Some records
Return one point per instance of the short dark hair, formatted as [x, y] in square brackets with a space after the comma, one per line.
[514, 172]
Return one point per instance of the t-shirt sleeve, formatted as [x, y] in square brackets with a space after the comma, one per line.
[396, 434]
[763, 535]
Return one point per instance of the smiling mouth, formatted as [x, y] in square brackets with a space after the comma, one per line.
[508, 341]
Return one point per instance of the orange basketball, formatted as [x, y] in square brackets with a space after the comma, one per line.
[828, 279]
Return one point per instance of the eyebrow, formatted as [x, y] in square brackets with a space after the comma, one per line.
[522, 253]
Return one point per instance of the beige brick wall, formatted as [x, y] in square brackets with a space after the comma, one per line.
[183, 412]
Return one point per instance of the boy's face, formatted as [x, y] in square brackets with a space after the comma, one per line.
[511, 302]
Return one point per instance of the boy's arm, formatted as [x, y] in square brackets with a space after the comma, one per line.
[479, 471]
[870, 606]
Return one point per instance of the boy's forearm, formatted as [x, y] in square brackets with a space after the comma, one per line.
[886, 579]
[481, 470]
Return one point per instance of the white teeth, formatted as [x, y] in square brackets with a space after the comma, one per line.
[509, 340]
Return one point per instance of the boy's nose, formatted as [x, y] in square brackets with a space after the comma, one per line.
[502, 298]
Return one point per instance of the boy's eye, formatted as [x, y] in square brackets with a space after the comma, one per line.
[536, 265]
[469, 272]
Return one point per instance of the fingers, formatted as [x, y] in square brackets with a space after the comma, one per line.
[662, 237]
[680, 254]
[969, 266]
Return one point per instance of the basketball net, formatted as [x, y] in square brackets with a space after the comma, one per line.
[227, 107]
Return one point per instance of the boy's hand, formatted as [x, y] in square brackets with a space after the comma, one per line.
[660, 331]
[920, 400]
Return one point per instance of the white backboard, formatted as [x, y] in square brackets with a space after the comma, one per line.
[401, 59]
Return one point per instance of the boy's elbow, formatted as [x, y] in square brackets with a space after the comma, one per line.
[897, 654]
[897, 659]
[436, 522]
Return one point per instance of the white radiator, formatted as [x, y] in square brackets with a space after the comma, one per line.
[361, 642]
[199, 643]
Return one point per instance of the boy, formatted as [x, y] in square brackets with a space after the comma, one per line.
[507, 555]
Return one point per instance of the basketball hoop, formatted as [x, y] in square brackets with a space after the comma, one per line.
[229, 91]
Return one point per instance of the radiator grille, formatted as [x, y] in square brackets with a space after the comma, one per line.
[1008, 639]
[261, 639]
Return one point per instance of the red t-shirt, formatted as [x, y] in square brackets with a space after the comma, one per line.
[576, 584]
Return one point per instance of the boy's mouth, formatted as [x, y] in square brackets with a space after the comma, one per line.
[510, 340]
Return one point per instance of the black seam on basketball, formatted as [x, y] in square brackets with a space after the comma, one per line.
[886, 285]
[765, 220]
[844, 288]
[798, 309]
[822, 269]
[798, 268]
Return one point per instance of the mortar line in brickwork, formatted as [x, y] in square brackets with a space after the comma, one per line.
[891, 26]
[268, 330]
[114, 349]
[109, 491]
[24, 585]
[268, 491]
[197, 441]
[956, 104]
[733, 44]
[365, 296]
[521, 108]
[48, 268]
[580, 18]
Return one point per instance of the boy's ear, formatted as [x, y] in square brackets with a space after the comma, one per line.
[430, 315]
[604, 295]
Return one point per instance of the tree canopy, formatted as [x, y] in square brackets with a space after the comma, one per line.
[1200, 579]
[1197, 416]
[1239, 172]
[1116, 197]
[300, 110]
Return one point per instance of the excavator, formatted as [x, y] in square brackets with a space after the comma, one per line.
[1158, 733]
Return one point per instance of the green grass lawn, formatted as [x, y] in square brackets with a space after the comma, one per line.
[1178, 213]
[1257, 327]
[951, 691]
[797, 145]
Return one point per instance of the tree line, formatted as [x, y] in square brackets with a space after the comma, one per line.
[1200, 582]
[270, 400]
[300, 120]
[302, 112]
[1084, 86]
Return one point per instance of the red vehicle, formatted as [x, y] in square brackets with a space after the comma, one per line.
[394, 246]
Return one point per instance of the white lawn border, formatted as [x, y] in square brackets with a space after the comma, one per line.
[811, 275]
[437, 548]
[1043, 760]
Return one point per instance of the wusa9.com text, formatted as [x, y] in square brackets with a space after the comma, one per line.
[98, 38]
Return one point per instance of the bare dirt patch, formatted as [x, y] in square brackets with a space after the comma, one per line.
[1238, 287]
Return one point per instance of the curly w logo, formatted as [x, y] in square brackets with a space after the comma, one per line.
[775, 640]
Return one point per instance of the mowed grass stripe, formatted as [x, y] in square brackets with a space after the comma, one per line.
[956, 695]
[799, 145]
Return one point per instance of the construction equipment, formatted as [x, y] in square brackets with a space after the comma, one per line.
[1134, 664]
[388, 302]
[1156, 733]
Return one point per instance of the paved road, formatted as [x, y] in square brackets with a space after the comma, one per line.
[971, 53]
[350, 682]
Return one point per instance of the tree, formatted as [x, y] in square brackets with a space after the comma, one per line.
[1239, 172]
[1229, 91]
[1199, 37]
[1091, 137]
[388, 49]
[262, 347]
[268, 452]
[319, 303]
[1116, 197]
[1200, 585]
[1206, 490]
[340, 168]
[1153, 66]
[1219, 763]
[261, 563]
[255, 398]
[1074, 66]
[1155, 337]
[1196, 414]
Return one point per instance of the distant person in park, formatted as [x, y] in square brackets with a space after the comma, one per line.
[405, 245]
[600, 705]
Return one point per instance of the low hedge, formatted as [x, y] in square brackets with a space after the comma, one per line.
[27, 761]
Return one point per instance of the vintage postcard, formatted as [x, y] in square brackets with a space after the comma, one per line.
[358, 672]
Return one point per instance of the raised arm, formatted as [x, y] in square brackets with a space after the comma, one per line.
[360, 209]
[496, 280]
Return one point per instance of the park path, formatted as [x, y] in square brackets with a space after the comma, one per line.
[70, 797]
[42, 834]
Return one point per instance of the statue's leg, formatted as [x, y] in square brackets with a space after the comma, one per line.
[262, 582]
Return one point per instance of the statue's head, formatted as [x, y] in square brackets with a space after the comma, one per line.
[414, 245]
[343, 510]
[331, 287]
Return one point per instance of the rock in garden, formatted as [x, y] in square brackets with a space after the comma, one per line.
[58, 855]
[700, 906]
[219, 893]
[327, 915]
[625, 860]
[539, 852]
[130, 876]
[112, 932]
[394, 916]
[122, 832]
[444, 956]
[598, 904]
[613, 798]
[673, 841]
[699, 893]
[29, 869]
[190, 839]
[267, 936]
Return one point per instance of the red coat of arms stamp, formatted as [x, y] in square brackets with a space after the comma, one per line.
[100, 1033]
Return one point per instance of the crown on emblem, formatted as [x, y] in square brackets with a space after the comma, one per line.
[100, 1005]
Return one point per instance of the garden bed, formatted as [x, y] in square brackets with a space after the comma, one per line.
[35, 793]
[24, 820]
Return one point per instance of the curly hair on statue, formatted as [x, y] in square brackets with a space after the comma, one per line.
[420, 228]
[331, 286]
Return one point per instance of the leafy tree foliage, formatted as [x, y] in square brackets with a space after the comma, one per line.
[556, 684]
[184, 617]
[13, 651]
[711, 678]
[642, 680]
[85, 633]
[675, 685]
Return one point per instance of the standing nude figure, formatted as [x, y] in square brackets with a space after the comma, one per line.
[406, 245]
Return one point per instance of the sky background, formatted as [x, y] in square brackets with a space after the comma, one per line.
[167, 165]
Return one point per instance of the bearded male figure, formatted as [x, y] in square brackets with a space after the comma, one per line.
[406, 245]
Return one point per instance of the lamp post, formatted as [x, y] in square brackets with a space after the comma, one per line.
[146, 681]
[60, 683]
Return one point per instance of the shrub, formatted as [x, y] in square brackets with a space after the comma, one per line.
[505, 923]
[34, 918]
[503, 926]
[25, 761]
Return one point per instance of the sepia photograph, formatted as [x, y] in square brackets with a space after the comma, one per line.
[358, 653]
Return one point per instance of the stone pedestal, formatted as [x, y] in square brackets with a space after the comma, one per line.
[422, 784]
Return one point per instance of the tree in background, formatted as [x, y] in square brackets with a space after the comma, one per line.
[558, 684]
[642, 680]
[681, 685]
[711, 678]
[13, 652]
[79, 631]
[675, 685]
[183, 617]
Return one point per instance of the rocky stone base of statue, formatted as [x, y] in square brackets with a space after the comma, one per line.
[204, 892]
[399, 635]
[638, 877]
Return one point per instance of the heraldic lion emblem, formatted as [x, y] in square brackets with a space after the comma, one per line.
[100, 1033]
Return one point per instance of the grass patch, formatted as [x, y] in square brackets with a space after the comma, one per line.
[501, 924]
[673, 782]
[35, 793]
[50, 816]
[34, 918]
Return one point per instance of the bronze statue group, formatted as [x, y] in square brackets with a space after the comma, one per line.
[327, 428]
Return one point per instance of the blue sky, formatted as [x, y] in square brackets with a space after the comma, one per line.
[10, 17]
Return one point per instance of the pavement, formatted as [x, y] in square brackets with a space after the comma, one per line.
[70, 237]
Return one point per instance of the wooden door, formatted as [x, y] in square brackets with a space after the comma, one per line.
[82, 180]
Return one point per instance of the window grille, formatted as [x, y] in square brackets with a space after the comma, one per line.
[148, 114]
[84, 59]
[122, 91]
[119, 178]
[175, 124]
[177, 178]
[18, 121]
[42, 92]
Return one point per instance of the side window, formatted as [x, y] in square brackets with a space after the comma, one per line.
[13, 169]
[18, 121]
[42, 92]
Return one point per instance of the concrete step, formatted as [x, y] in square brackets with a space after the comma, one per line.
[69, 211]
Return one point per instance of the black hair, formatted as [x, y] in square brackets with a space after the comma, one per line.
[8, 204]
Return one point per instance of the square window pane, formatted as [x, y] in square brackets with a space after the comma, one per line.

▶ [Required task] Give exactly the lines from the one with "Return one point per instance of the bronze" to the end of the entries, nothing before them.

▶ [Reply]
Return one point per instance of the bronze statue group, formatted as [x, y] in square brackets with a space after the comma, one per line.
[327, 428]
Return one point per instance of the blue sky, formatted as [x, y] in square brackets with a space after the comma, one per line.
[10, 17]
Return one point per instance of the pavement, formatted as [x, y] in square brackets with a space after the comma, one per line.
[70, 237]
Return one point per instance of the wooden door, formatted as [x, y] in square brackets with a space after the comma, one per line.
[82, 180]
Return one point per instance of the window grille, formatted as [x, y] in square brackets with a space after the comma, one per line.
[148, 114]
[84, 59]
[122, 91]
[119, 178]
[175, 124]
[177, 178]
[18, 121]
[42, 92]
Return one point per instance of the side window, formatted as [x, y] in square brackets with a space after the comma, one per line.
[13, 169]
[18, 121]
[42, 92]
Return one point per instance of the concrete step, formatted as [x, y] in square brackets with a space after the comma, one per line.
[69, 211]
Return one point per instance of the black hair, formatted as [x, y] in square brackets with a space after the comma, one per line.
[8, 204]
Return one point per instance of the square window pane, formatted as [x, y] in square brackets with a space after the comma, one per line.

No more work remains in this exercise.